Your instructions: Can you reproduce all of the items below word for word, omitting the pictures?

·····

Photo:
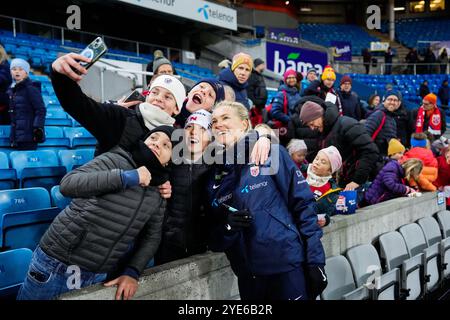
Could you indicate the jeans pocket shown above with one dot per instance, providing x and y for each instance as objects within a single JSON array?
[{"x": 39, "y": 276}]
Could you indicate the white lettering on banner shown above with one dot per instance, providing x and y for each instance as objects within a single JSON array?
[
  {"x": 198, "y": 10},
  {"x": 280, "y": 66}
]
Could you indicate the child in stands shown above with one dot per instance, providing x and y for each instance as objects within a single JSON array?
[
  {"x": 320, "y": 179},
  {"x": 392, "y": 181},
  {"x": 26, "y": 108}
]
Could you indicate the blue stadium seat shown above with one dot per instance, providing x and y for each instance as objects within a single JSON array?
[
  {"x": 80, "y": 137},
  {"x": 13, "y": 270},
  {"x": 58, "y": 200},
  {"x": 24, "y": 209},
  {"x": 54, "y": 139},
  {"x": 8, "y": 176},
  {"x": 5, "y": 131},
  {"x": 75, "y": 158},
  {"x": 37, "y": 168}
]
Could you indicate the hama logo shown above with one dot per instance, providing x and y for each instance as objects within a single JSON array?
[
  {"x": 204, "y": 9},
  {"x": 290, "y": 62}
]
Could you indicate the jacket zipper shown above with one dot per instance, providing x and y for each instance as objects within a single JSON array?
[{"x": 126, "y": 229}]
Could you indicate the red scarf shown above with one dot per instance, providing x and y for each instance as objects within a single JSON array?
[{"x": 434, "y": 123}]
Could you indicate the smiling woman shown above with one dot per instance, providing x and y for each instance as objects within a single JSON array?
[{"x": 259, "y": 215}]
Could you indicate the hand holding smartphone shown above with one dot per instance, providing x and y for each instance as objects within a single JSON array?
[{"x": 93, "y": 51}]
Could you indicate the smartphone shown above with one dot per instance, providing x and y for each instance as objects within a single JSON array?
[
  {"x": 135, "y": 96},
  {"x": 93, "y": 51}
]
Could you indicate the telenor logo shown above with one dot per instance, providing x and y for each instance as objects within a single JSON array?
[{"x": 204, "y": 10}]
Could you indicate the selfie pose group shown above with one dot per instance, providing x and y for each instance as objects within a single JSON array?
[{"x": 143, "y": 196}]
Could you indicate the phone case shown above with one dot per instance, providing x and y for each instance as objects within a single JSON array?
[{"x": 94, "y": 51}]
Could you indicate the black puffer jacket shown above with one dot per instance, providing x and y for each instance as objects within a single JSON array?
[
  {"x": 184, "y": 230},
  {"x": 103, "y": 220},
  {"x": 256, "y": 90},
  {"x": 359, "y": 154},
  {"x": 297, "y": 130},
  {"x": 386, "y": 131}
]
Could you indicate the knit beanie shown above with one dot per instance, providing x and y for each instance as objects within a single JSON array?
[
  {"x": 20, "y": 63},
  {"x": 345, "y": 79},
  {"x": 296, "y": 145},
  {"x": 288, "y": 73},
  {"x": 431, "y": 98},
  {"x": 173, "y": 85},
  {"x": 217, "y": 87},
  {"x": 201, "y": 117},
  {"x": 241, "y": 58},
  {"x": 393, "y": 93},
  {"x": 310, "y": 111},
  {"x": 334, "y": 156},
  {"x": 394, "y": 147},
  {"x": 328, "y": 73},
  {"x": 159, "y": 62}
]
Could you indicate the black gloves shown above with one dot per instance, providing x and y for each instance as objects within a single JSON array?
[
  {"x": 238, "y": 220},
  {"x": 38, "y": 135},
  {"x": 316, "y": 280}
]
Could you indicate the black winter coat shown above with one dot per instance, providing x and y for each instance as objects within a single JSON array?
[
  {"x": 256, "y": 90},
  {"x": 104, "y": 220},
  {"x": 351, "y": 107},
  {"x": 110, "y": 124},
  {"x": 359, "y": 153},
  {"x": 184, "y": 230},
  {"x": 297, "y": 130},
  {"x": 27, "y": 112}
]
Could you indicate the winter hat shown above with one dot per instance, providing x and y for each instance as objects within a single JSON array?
[
  {"x": 394, "y": 147},
  {"x": 334, "y": 156},
  {"x": 290, "y": 72},
  {"x": 241, "y": 58},
  {"x": 296, "y": 145},
  {"x": 420, "y": 143},
  {"x": 345, "y": 79},
  {"x": 431, "y": 98},
  {"x": 159, "y": 62},
  {"x": 217, "y": 87},
  {"x": 201, "y": 117},
  {"x": 393, "y": 93},
  {"x": 310, "y": 111},
  {"x": 173, "y": 85},
  {"x": 224, "y": 63},
  {"x": 311, "y": 70},
  {"x": 157, "y": 54},
  {"x": 257, "y": 62},
  {"x": 328, "y": 73},
  {"x": 20, "y": 63}
]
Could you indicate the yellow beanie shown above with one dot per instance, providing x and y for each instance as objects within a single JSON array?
[
  {"x": 394, "y": 147},
  {"x": 328, "y": 73},
  {"x": 242, "y": 58}
]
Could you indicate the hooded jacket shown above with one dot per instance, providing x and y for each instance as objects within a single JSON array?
[
  {"x": 27, "y": 112},
  {"x": 388, "y": 184},
  {"x": 387, "y": 132},
  {"x": 293, "y": 97},
  {"x": 110, "y": 124},
  {"x": 227, "y": 77},
  {"x": 104, "y": 218},
  {"x": 430, "y": 167},
  {"x": 284, "y": 233},
  {"x": 256, "y": 90}
]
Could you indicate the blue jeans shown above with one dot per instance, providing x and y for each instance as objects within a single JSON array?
[{"x": 48, "y": 278}]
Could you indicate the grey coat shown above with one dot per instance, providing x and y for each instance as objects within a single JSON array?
[{"x": 104, "y": 220}]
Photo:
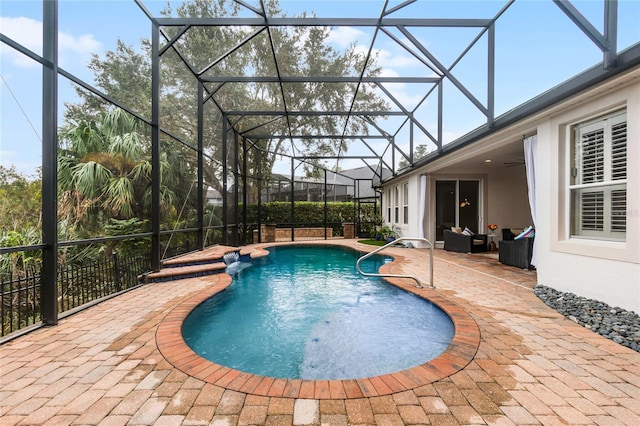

·····

Reply to the task:
Photo:
Could you indicate the jeans pocket shown above with one dot per instance, providing x and y for each instance as objects within a single JSON array?
[{"x": 39, "y": 276}]
Could you indicate the white lettering on banner shown above with one dot per instance, providing x and y for each instance as objects within a single JSON array?
[
  {"x": 198, "y": 10},
  {"x": 280, "y": 66}
]
Could you indicate the child in stands shown above with one dot per instance, providing x and y for each instance as objects within a single JSON array?
[
  {"x": 320, "y": 179},
  {"x": 392, "y": 181},
  {"x": 26, "y": 108}
]
Could you indicate the blue stadium seat shown above with one dot per instance, providing x and y for each instance as objects within a single JSON array?
[
  {"x": 80, "y": 137},
  {"x": 13, "y": 270},
  {"x": 58, "y": 200},
  {"x": 24, "y": 209},
  {"x": 54, "y": 139},
  {"x": 8, "y": 176},
  {"x": 5, "y": 131},
  {"x": 75, "y": 158},
  {"x": 37, "y": 168}
]
Could you indicate the hama logo shown above with one dot per instance, providing x and y for each instance as objects within a single JSON array?
[
  {"x": 204, "y": 9},
  {"x": 290, "y": 62}
]
Could you indicate the jacket zipper shown above with one dot per instance, providing x and y for each instance as objects within a single JSON array?
[{"x": 126, "y": 229}]
Could you indicate the red scarf shown above with one dot per instance, providing x and y for each instance as objects within a single JSON array?
[{"x": 434, "y": 123}]
Could you indicate the smiling woman shown above with one dot per instance, providing x and y for each instance as objects within a single JSON array?
[{"x": 259, "y": 215}]
Could you indicate the hand holding smartphone shown above with one dot per instance, providing x and y for each instance as objects within a single JSON array?
[{"x": 93, "y": 51}]
Could you indicate the smartphone shown above with one dot per instance, providing x and y for each instance as objects within a single JSON array?
[
  {"x": 135, "y": 96},
  {"x": 93, "y": 51}
]
Could you indicate the telenor logo shown above with one dot per instance, providing x and y for each instance as objects within a single JSON array?
[{"x": 204, "y": 10}]
Could you indicate the selfie pose group shown above with one dot per instance, providing x and y for each instance as objects within a single JSON array?
[{"x": 143, "y": 196}]
Could you indicate the phone case shown above with one dot per instance, providing x and y for each instance as objects within a single JSON array?
[{"x": 94, "y": 51}]
Could you indicate the black puffer jacket shown above with one dot per instance, providing x and y for each instance as objects within a single JSON array?
[
  {"x": 184, "y": 230},
  {"x": 103, "y": 220},
  {"x": 256, "y": 90},
  {"x": 359, "y": 154},
  {"x": 297, "y": 130},
  {"x": 386, "y": 131}
]
Could you indicate the knit beanie shown above with one dot per instance, providing x and y for each instance as objects within a single JSON array?
[
  {"x": 20, "y": 63},
  {"x": 345, "y": 79},
  {"x": 296, "y": 145},
  {"x": 288, "y": 73},
  {"x": 431, "y": 98},
  {"x": 173, "y": 85},
  {"x": 217, "y": 87},
  {"x": 201, "y": 117},
  {"x": 241, "y": 58},
  {"x": 393, "y": 93},
  {"x": 310, "y": 111},
  {"x": 334, "y": 156},
  {"x": 394, "y": 147},
  {"x": 328, "y": 73},
  {"x": 159, "y": 62}
]
Could you indicate the black gloves shown above with one dot per instance, providing x and y for each instance as objects within a single JSON array?
[
  {"x": 238, "y": 220},
  {"x": 38, "y": 135},
  {"x": 316, "y": 280}
]
Could you indicate the black winter coat shown above with one dot per instance, providing x and y for each instance as objects within a single JSON array?
[
  {"x": 256, "y": 90},
  {"x": 104, "y": 220},
  {"x": 351, "y": 107},
  {"x": 110, "y": 124},
  {"x": 359, "y": 153},
  {"x": 184, "y": 230},
  {"x": 297, "y": 130},
  {"x": 27, "y": 112}
]
Could you indicate the winter hat shown above with one dot per instance, providing x and y for each instance as objects within a single JSON array?
[
  {"x": 394, "y": 147},
  {"x": 334, "y": 156},
  {"x": 290, "y": 72},
  {"x": 241, "y": 58},
  {"x": 296, "y": 145},
  {"x": 420, "y": 143},
  {"x": 345, "y": 79},
  {"x": 431, "y": 98},
  {"x": 159, "y": 62},
  {"x": 217, "y": 87},
  {"x": 201, "y": 117},
  {"x": 393, "y": 93},
  {"x": 310, "y": 111},
  {"x": 173, "y": 85},
  {"x": 224, "y": 63},
  {"x": 311, "y": 70},
  {"x": 157, "y": 54},
  {"x": 257, "y": 62},
  {"x": 328, "y": 73},
  {"x": 20, "y": 63}
]
Could you indicate the yellow beanie shown above with one dot per instance, providing x and y for each instance as objects within a single JSON array?
[
  {"x": 394, "y": 147},
  {"x": 328, "y": 73},
  {"x": 242, "y": 58}
]
Could you indicate the hooded jacket shown above with one dot per instance, providing x and y for each instance as objects within a single JSON array?
[
  {"x": 27, "y": 112},
  {"x": 388, "y": 184},
  {"x": 387, "y": 132},
  {"x": 293, "y": 97},
  {"x": 110, "y": 124},
  {"x": 227, "y": 77},
  {"x": 104, "y": 218},
  {"x": 430, "y": 167},
  {"x": 284, "y": 233},
  {"x": 256, "y": 90}
]
Could you indicate the blue jeans shown above with one dot per instance, providing x and y for each instance as objects within a single JSON array?
[{"x": 48, "y": 278}]
Could you indicate the grey coat shown above with one dot per instance, providing x and y for each instance as objects within a single JSON array?
[{"x": 104, "y": 220}]
Photo:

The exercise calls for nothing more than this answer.